[Point-based annotation data]

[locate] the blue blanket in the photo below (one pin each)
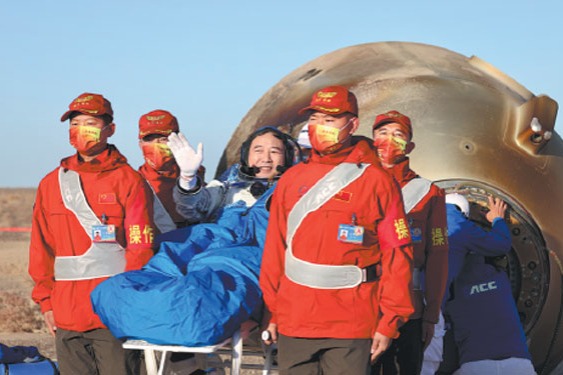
(198, 289)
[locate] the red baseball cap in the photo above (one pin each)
(333, 100)
(89, 104)
(394, 116)
(157, 122)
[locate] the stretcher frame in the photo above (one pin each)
(232, 346)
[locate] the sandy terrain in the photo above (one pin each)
(20, 319)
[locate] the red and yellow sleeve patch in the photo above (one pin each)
(401, 229)
(438, 237)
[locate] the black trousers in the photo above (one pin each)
(95, 352)
(405, 354)
(304, 356)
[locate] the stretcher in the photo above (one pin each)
(232, 347)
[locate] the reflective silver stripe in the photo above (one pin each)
(322, 276)
(101, 259)
(161, 217)
(414, 191)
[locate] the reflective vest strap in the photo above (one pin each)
(161, 217)
(322, 276)
(414, 191)
(75, 201)
(101, 259)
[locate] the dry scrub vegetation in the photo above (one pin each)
(21, 322)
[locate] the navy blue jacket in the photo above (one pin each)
(482, 310)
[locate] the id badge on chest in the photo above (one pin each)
(350, 233)
(103, 233)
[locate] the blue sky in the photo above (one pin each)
(209, 62)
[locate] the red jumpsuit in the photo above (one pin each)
(163, 184)
(112, 188)
(428, 224)
(348, 313)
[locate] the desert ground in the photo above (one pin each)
(21, 322)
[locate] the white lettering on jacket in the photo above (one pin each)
(484, 287)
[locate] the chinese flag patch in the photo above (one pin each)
(106, 198)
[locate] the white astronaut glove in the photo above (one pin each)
(188, 159)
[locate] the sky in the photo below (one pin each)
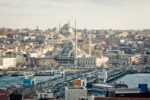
(93, 14)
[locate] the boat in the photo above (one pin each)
(44, 74)
(102, 87)
(120, 85)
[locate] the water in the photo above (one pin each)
(132, 80)
(7, 81)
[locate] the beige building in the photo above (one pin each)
(91, 61)
(74, 93)
(6, 63)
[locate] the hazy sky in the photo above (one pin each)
(98, 14)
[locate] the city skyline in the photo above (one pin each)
(94, 14)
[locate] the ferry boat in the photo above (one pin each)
(102, 87)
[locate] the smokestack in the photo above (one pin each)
(89, 43)
(75, 45)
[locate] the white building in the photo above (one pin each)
(6, 63)
(74, 93)
(91, 61)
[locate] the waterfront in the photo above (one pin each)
(7, 81)
(132, 80)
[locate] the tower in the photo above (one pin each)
(90, 43)
(75, 61)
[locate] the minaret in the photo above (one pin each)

_Task details_
Return all of the lines above word for word, leaving out the pictures.

_Answer to this task_
[locate] the blue blanket in the photo below (one pin each)
(198, 289)
[locate] the red baseball cap in the photo above (one pin each)
(333, 100)
(89, 104)
(394, 116)
(157, 122)
[locate] the stretcher frame in the photo above (one pin each)
(232, 346)
[locate] the sandy terrain in the photo above (one pin each)
(20, 319)
[locate] the red and yellow sleeve patch in the photo above (one pin each)
(401, 229)
(438, 237)
[locate] the black trousers in the photo above (one pin each)
(95, 352)
(405, 354)
(304, 356)
[locate] the stretcher in the photo above (one pin each)
(232, 347)
[locate] the reflective silver stripe in the photo above (one pin each)
(322, 276)
(101, 259)
(161, 217)
(414, 191)
[locate] the reflective vest strap in the photo above (one pin each)
(161, 217)
(322, 276)
(414, 191)
(75, 201)
(101, 259)
[locate] the dry scrub vegetation in the photo above (one pin each)
(21, 322)
[locate] the navy blue jacket in the photo above (one pin each)
(482, 310)
[locate] the id badge on chest in the photo above (one pin each)
(350, 233)
(103, 233)
[locate] the blue sky in the photo above (one pin each)
(209, 62)
[locate] the red jumpsuit in the photo above (one pin each)
(163, 184)
(112, 188)
(428, 224)
(348, 313)
[locate] the desert ground in the photo above (one pin each)
(21, 322)
[locate] the white lettering on jacket in the photo above (one pin each)
(484, 287)
[locate] the chinese flag patch in the photo above (one pin each)
(106, 198)
[locate] the white astronaut glove in the photo above (one pin each)
(188, 159)
[locate] the sky in the photo below (one pin each)
(93, 14)
[locate] the boat in the photo above (one pin each)
(44, 74)
(102, 87)
(120, 85)
[locate] the water in the photo above (one pin each)
(132, 80)
(7, 81)
[locate] the beige building in the photo above (one pin each)
(91, 61)
(74, 93)
(6, 63)
[locate] the hazy sky in the photo above (one pin each)
(98, 14)
[locate] the city skyline in the photo above (one pin each)
(94, 14)
[locate] the ferry boat in the photo above (one pin each)
(102, 87)
[locate] the smokestack in the photo above (one pin each)
(89, 43)
(75, 45)
[locate] the white building in the photo above (one pin each)
(6, 63)
(74, 93)
(91, 61)
[locate] the waterfront in the photo above (one pin each)
(7, 81)
(132, 80)
[locate] the tower in the photo above (one pin each)
(90, 43)
(75, 61)
[locate] the minaret in the photo above (one pin each)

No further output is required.